*Your objective*. The data below has to be returned exactly, down to the last character.

*Records for the exercise*.
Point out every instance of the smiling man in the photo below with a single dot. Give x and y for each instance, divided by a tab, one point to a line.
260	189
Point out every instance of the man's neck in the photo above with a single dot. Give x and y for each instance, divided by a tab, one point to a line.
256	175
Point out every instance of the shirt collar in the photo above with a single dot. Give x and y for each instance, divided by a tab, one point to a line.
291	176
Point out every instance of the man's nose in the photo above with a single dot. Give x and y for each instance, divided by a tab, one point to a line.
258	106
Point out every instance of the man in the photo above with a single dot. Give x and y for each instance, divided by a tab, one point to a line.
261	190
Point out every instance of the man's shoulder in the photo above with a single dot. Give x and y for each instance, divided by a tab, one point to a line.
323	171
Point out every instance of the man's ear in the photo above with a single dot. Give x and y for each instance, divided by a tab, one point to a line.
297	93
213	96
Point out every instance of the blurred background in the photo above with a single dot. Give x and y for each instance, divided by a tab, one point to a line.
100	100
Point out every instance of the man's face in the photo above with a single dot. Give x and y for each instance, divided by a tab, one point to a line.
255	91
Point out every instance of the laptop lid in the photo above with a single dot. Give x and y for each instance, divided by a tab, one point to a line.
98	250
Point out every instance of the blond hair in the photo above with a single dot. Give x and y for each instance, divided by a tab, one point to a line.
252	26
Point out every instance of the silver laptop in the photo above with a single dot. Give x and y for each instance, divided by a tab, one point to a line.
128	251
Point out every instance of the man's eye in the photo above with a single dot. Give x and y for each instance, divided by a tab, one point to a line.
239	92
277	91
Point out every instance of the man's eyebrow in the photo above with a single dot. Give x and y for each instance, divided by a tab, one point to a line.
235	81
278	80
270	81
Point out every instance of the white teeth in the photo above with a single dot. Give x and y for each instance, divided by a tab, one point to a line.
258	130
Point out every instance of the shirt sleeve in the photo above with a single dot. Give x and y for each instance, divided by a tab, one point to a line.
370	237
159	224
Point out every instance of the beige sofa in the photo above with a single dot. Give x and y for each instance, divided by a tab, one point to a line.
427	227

*Answer area*.
Point out every instance of the smiling man in the photo below with a single dot. Give x and y for each instance, divided by a tab, one point to a line.
260	189
Point out every instance of the man's neck in the photo above with a single dot. Give x and y for each instance, divided by a tab, one point to a line.
256	175
Point out every instance of the shirt collar in the photo above with a single dot. Give x and y for each instance, divided by a tab, one point to a line.
291	176
Point out every instance of the man's nose in the photo above with a single dot. Give x and y for each instance, divided by a tab, one point to a line.
258	106
Point out every instance of the man in the photo above with a single dot. Give x and y for each instance, divided by a tab, one point to a line.
261	190
Point out every instance of the man's shoulder in the photo above with a single dot. Give x and y for each instance, divided by a tab, one point to a line.
323	171
Point out every instance of the man's ear in the photo above with a single dot. Give x and y for each instance, divided by a tab, one point to a line.
297	93
213	96
Point out every instance of the blurred background in the photo above with a single dot. Give x and y for each instance, divided by a tab, one point to a line.
100	100
Point out every instance of the man's face in the photo above with a single dot. Give x and y for each instance, divided by a tab, one point to a line.
255	91
Point out every instance of the laptop lid in the photo above with a single dot. Give x and y for each instance, divided by a tab, one point to a line.
98	250
Point out every instance of the blond hair in the photo above with a single dot. Give x and y for each instance, divided by a tab, one point to a line.
252	26
Point out every instance of the silver laptop in the photo above with a single dot. Give x and y for each instance, divided by a tab, one point to a line.
128	251
Point out every instance of the man's eye in the photo above with a single dot. Give x and y for each instance, divided by a tab, one point to a line.
239	92
277	91
Point out every instance of the man's eyebrow in the photo above with a single dot. Give x and y for each instance, divided by a tab, one point to a line.
235	81
278	80
270	81
Point out every instance of the white teeth in the photo above with a single dot. Give x and y for each instance, divided by a tab, one point to a line.
258	130
Point out every instance of the shirt sleeve in the photo above with a single dot. Give x and y for each instance, divided by a tab, one point to a line.
370	237
159	224
Point out every instance of the beige sofa in the photo above with a single dot. Give x and y for each instance, divided by a tab, one point to a line.
427	227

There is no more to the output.